STATED EXERCISE => Please pick out every line of the listing below that contains the string "query" and copy those lines. Case counts.

-------- EXTRACTED ENTRIES --------

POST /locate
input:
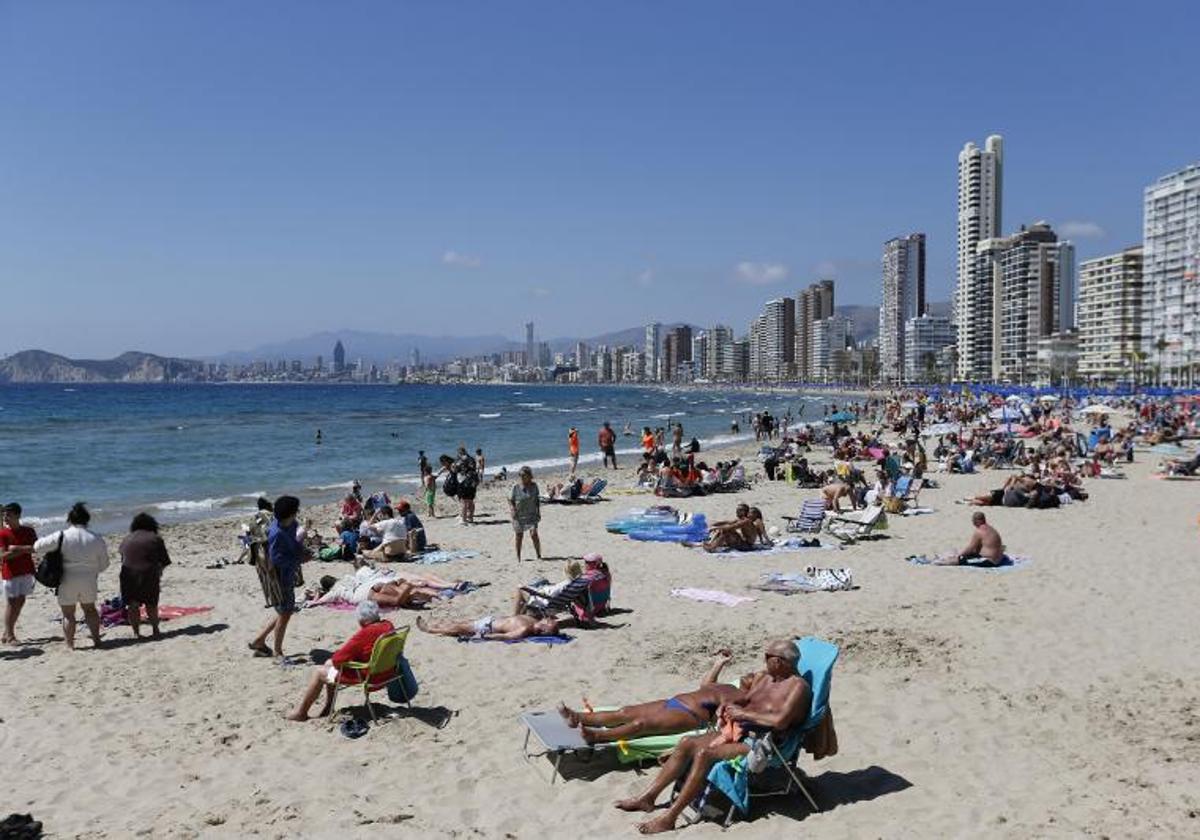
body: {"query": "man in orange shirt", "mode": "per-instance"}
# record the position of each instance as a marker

--------
-------- EXTRACTED ENTRIES --------

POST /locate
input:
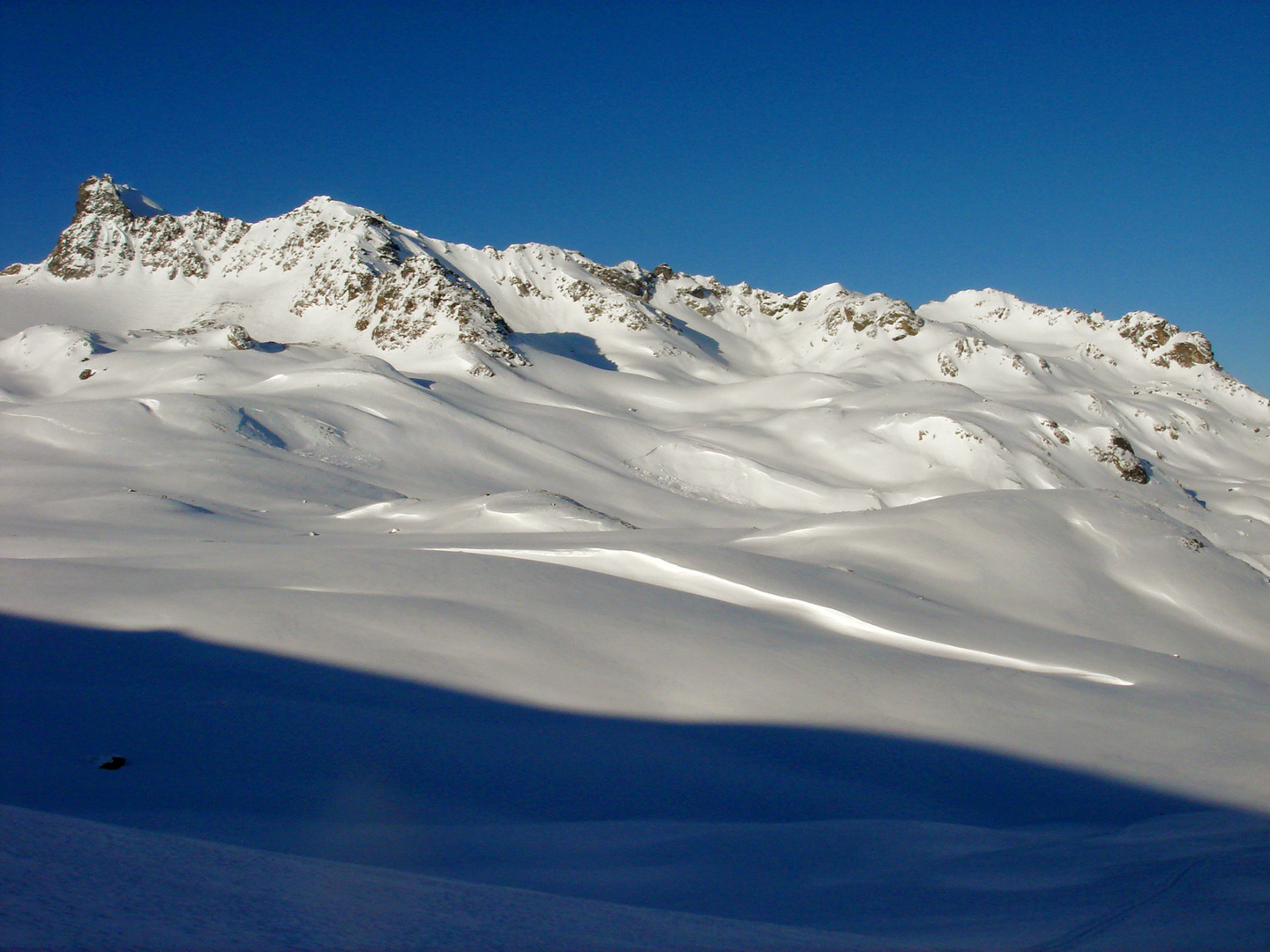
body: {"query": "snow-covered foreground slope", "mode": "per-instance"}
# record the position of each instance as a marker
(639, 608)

--------
-------- EXTRACTED ENTRIES --------

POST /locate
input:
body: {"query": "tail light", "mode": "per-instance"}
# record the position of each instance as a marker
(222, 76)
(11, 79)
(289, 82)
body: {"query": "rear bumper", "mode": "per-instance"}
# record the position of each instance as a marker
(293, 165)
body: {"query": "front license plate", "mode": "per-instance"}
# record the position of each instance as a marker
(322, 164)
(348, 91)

--------

WRITTEN SOLUTION =>
body: {"query": "man in orange shirt", "mode": "per-instance"}
body: {"query": "snow-covered foreground slope", "mode": "per-instance"}
body: {"query": "tail light", "mode": "per-instance"}
body: {"query": "rear bumper", "mode": "per-instance"}
body: {"query": "front license plate", "mode": "per-instance"}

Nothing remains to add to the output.